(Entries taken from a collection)
"""
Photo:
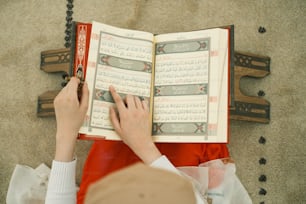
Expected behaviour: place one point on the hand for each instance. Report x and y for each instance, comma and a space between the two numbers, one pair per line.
133, 126
70, 114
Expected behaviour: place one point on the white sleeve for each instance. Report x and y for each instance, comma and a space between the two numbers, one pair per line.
61, 186
163, 163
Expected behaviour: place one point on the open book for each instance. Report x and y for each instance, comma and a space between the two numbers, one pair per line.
184, 75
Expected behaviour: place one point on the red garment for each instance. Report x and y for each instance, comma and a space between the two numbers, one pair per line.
108, 156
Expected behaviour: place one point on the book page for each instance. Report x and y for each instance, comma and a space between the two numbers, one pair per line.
118, 57
190, 71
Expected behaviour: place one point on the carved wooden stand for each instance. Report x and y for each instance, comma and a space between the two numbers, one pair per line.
247, 108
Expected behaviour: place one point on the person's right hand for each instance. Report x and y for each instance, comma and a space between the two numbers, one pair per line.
70, 114
132, 123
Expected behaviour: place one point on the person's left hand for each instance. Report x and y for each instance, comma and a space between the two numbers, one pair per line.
70, 114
"""
→ **DIRECTIONS FOR THIS TASK**
All of the entries must be reproduced exactly, apart from the pictures, which are to be dropped.

→ **ANSWER AREA**
Photo:
Expected behaviour: place one point on the hand for each instance. Report x and y for each instance, comma and a space between the two numbers, one pair per line.
133, 126
70, 114
Expected behaviour: place one point on the white sleeve for each instance. Report x and y for each instance, comma and a space between the two numbers, one pair per line.
61, 186
163, 163
Expected behaviour: place one point on the open book for each instance. Report x and y for each instance, comma and a space between the two numbers, one pair per line.
184, 75
Expected behaviour: place one point on the red garment for each instance. Report x and y for each instance, comma and a space between the two numbers, one pair per line.
108, 156
Expected behaviour: place one point on the book page for each instance. Report x and y for each instance, comma and a space between the two numbers, one pair per line.
118, 57
190, 71
Expected behaviour: place one point on the carved wooden stand for each instance. Report x and y for each instance, comma and a space between the two numbers, one pair per line.
247, 108
Expected behaviour: place one point on the person's right hand for each instance. Report x and y for each instance, comma and a space between the two numbers, one pair per line.
70, 114
132, 123
Expected behaviour: place one point on the person's left hand for each instance. Report x and y for each instance, comma and a space between the two numbers, one pair per line.
70, 114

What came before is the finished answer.